## What to do
Rewrite the rows from the first line through the line containing "point(527, 172)", replacing every occurrence of "car door" with "vehicle door" and leaving everything else unchanged.

## Material for this exercise
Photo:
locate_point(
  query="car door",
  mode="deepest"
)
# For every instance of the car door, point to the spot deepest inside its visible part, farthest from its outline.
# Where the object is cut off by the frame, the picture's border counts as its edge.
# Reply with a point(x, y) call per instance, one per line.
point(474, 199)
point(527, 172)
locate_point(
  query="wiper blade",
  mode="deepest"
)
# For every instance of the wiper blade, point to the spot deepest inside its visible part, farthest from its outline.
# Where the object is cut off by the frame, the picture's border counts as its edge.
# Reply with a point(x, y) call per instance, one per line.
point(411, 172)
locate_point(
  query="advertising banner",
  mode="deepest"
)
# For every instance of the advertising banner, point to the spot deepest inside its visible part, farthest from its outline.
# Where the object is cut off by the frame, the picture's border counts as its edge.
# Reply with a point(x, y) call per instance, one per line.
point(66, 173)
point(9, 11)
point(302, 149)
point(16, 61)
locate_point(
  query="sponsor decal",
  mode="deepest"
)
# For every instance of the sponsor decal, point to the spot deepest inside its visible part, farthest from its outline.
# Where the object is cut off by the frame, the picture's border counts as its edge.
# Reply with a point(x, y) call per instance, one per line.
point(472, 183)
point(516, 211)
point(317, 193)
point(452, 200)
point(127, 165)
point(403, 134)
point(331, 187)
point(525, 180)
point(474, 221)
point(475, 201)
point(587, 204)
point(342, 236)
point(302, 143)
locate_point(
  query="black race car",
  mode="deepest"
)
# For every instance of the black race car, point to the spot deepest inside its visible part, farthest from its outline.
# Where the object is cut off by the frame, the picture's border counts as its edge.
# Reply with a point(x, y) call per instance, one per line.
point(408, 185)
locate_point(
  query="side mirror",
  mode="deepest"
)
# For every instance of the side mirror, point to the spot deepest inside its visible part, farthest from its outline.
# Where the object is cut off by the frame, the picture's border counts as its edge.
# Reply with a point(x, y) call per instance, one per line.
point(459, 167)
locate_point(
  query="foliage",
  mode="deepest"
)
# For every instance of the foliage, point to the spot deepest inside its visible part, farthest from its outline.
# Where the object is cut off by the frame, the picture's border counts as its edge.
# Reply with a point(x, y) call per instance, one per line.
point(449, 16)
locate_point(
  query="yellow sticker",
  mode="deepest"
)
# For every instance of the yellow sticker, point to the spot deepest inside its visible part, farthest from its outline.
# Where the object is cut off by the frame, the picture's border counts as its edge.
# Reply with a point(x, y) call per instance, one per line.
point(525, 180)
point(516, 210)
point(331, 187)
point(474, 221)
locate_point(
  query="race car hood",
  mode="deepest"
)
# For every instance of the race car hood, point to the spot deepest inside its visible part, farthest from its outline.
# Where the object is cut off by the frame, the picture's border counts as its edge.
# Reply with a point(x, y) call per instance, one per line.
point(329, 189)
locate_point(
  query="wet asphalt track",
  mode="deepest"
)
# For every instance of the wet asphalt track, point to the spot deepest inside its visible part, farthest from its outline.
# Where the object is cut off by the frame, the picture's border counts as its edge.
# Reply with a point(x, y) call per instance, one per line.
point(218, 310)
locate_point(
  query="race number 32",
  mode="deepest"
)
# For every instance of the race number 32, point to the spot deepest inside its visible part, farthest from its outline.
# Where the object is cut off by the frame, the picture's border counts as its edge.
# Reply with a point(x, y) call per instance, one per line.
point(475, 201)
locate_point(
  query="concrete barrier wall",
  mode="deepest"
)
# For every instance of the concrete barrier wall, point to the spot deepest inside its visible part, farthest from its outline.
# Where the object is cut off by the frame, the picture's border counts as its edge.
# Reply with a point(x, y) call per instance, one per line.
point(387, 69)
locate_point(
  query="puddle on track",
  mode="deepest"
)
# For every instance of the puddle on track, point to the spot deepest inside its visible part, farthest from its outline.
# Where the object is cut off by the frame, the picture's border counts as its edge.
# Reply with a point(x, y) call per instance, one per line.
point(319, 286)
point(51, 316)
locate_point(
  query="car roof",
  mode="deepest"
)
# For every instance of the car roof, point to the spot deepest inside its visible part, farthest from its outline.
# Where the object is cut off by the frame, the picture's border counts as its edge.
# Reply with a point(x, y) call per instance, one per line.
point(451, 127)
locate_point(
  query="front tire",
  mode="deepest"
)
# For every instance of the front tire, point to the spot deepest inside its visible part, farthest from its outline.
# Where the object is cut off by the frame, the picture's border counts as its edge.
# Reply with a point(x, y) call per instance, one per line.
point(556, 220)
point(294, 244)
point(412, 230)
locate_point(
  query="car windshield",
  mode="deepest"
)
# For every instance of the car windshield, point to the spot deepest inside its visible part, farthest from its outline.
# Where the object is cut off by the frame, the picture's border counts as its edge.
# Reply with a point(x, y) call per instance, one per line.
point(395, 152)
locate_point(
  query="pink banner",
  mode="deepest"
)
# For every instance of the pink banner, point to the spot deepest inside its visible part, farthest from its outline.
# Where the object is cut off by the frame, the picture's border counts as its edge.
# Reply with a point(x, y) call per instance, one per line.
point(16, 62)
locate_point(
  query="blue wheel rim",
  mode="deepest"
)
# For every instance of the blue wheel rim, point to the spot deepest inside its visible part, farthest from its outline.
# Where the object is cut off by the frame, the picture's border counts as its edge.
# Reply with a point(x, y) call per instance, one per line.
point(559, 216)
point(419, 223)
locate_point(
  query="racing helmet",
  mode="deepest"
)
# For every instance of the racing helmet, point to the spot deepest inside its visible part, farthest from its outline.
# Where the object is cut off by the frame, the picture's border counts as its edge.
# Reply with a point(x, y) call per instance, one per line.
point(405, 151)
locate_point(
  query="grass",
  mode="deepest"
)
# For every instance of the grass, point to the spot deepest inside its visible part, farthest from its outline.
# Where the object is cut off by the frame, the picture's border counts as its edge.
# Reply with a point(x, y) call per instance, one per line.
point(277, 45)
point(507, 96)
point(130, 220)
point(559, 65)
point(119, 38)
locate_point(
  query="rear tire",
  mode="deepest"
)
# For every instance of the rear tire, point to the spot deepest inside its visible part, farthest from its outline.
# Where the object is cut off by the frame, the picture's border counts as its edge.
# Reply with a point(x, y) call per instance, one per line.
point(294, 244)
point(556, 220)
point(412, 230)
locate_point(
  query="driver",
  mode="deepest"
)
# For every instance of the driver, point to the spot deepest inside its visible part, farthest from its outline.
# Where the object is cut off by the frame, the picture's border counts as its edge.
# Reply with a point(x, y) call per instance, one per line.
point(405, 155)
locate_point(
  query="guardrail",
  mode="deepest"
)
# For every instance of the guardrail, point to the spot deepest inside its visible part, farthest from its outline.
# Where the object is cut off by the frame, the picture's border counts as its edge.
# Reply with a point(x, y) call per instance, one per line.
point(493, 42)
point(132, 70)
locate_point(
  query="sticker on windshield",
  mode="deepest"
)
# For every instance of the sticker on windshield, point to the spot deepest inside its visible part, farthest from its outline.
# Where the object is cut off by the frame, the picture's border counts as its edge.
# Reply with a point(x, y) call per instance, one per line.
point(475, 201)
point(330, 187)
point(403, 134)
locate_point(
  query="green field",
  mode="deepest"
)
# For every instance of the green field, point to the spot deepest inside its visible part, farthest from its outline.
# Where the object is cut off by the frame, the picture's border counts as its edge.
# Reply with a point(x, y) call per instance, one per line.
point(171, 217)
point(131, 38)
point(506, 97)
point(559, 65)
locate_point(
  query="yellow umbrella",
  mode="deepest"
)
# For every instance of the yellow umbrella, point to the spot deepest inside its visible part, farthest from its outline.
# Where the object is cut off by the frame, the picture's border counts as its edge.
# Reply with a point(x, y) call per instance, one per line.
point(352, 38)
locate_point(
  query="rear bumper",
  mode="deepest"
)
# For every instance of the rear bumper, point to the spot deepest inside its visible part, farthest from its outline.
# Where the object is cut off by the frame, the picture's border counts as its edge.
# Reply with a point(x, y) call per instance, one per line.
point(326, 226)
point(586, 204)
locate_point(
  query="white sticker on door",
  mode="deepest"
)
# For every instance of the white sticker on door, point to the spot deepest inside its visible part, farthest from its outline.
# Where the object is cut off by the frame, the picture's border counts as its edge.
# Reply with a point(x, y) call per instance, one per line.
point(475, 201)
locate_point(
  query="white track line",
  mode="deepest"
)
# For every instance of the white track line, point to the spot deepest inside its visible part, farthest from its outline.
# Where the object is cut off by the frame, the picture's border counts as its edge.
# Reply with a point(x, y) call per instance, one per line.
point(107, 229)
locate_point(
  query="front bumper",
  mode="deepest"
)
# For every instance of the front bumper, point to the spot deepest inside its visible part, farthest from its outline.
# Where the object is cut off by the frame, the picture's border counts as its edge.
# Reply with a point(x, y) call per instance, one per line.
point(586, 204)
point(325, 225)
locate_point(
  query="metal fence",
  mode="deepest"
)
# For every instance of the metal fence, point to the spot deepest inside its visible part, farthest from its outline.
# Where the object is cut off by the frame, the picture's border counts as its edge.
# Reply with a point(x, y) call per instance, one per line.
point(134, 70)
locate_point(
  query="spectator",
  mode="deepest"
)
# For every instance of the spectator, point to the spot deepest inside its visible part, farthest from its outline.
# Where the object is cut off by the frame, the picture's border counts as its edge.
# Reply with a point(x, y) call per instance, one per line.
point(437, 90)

## Right answer
Photo:
locate_point(
  query="vehicle door",
  mode="deepest"
)
# For every instance of the vehicle door, point to the spot deepest inside its visible part, farthest from its outline.
# Where the object is cut off by the frame, the picture's border counts as its edge.
# Reply with a point(x, y) call per instance, one per line.
point(474, 199)
point(527, 172)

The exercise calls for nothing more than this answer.